- TEXTO EM ESTUDO:
--------------------------------
Quando uma criança gosta de algo, por exemplo, um desenho animado, ela não o assiste dezenas de vezes seguidas? Por quê, para quê? E como não cansa, não enjoa? Dão-se aí três ações: contemplar, decorar e recordar. Não por acaso as palavras decorar e recordar têm a mesma raiz etimológica, vêm do latim cordis, coração. Ou seja, decorar é guardar no coração e recordar é trazer algo dele. Mas o que se guarda no coração senão o que se ama? E, quando se ama, há outro fim que não o próprio amar? Sente-se o tempo passar? Quer-se ficar afastado do bem amado? Eis, então, o contemplar, pressupondo um bem amado que encanta, deseja-se e nele se deleita.

É pelo acúmulo de bens amados que formamos, aos poucos, o que se pode chamar de cultura pessoal. Não se confunde com tudo o que vai na memória, mas se constrói do pequeno ou grande resto guardado no coração da totalidade do que se testemunhou, viveu, leu, assistiu ou ouviu nessa vida. É o que dá forma ao nosso mundo emocional, fornecendo o repertório efetivo de possibilidades que realmente se levará em conta quando da escolha de quem se deseja ser e fazer nessa vida e, no fim das contas, delimita o horizonte real de uma visão de mundo, muitas vezes inexpressa ou não reconhecida.
--------------------------------
- EXPLORE O MATERIAL:
1 > De acordo com o texto em estudo, por que decorar quer dizer guardar no coração? Explique em uma a três frases, por favor.
2 > Responda às perguntas sobre o texto em estudo:
(a) Quais são as três ações que se dão quando uma criança assiste a algo dezenas de vezes seguidas?
(b) Pelo acúmulo de quê se forma, aos poucos, a cultura pessoal?
(c) A que a cultura pessoal dá forma?
O material não será necessário.

(Entradas armazenadas)
--------------------------------
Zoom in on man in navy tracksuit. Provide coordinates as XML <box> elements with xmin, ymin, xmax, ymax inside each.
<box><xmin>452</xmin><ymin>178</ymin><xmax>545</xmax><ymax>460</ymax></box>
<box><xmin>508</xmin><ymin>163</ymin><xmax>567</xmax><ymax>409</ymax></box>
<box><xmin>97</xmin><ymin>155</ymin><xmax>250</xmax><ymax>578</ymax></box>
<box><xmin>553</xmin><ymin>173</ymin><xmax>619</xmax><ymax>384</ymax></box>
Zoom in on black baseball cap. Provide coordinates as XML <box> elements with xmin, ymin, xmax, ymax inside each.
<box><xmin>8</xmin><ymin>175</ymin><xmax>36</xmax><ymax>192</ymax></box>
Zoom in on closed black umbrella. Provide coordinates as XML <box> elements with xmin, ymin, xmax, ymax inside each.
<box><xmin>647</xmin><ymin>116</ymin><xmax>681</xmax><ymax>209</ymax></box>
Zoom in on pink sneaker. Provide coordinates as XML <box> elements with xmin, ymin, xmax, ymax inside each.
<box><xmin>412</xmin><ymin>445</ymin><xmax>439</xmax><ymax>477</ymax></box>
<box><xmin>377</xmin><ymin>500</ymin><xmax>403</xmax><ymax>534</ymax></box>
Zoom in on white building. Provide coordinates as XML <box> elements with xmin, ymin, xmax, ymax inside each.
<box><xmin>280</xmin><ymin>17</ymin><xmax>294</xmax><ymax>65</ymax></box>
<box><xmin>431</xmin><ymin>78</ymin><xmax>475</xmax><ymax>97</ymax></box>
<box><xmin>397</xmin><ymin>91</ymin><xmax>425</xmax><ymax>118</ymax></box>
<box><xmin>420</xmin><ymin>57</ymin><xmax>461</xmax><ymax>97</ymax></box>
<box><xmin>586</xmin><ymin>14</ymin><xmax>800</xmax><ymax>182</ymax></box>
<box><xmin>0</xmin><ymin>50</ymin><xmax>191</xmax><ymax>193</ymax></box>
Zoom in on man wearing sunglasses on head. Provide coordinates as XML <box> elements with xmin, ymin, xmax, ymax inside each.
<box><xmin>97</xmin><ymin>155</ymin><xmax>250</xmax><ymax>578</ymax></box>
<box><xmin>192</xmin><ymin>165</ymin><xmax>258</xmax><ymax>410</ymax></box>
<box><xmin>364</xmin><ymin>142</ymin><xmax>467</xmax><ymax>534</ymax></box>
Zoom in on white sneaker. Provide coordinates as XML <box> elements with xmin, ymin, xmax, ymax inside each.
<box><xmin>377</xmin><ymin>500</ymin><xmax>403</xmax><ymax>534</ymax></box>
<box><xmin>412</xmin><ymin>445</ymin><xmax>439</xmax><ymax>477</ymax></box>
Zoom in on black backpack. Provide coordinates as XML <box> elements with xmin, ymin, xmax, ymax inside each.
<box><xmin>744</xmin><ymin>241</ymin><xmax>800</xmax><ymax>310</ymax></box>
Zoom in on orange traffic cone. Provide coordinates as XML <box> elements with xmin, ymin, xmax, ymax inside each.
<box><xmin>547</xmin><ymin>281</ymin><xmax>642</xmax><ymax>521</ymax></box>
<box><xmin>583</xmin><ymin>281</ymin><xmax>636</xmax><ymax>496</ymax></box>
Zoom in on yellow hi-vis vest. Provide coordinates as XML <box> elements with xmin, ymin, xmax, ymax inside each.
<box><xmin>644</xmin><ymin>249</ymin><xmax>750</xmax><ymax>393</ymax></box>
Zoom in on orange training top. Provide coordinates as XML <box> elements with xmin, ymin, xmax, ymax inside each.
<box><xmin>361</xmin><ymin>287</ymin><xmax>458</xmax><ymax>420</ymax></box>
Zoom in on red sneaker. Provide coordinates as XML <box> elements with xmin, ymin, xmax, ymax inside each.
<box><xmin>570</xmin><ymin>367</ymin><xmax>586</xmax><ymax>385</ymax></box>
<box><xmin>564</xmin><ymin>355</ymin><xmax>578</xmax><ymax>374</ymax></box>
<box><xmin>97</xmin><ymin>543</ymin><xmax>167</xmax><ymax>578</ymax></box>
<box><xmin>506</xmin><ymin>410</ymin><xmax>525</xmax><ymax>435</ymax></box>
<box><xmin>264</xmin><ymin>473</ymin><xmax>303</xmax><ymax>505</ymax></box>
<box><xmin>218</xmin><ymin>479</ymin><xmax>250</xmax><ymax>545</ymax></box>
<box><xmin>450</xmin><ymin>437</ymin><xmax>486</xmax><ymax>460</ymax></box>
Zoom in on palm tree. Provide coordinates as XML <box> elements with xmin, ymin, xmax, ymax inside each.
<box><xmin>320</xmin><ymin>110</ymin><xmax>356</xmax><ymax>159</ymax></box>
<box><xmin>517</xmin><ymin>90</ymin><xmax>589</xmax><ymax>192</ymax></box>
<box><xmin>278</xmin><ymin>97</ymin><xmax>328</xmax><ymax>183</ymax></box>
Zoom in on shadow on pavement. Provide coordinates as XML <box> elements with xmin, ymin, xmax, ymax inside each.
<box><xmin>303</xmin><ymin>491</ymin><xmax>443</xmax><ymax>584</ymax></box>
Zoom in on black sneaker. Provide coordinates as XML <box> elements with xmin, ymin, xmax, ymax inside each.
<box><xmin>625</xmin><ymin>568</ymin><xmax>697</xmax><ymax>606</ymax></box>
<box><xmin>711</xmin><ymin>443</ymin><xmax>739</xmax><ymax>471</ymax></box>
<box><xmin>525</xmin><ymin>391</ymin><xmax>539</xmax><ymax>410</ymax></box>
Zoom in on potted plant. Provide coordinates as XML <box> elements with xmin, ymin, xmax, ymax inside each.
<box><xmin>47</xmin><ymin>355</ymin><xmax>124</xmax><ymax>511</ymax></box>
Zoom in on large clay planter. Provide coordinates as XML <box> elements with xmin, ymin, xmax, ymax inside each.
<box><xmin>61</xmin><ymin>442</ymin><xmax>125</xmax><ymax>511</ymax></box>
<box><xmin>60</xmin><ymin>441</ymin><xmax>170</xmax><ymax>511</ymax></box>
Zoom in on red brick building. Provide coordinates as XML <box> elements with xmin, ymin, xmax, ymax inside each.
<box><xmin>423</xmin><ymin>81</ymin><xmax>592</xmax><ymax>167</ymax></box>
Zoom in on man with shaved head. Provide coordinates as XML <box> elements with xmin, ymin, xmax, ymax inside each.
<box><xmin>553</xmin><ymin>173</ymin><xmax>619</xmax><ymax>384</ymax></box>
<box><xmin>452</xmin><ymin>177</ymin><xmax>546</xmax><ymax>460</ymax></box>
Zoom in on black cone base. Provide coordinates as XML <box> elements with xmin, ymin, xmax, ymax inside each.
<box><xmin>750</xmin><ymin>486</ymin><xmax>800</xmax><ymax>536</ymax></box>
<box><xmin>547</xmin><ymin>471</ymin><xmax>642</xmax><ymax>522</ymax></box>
--------------------------------
- LISTA DE RESPOSTAS:
1 > Porque as palavras decorar e recordar têm a mesma raiz etimológica e vêm do latim cordis, que significa coração. Por isso, decorar é guardar no coração, e recordar é trazer algo dele.

2 >
(a) Contemplar, decorar e recordar.
(b) Pelo acúmulo de bens amados.
(c) Ao nosso mundo emocional.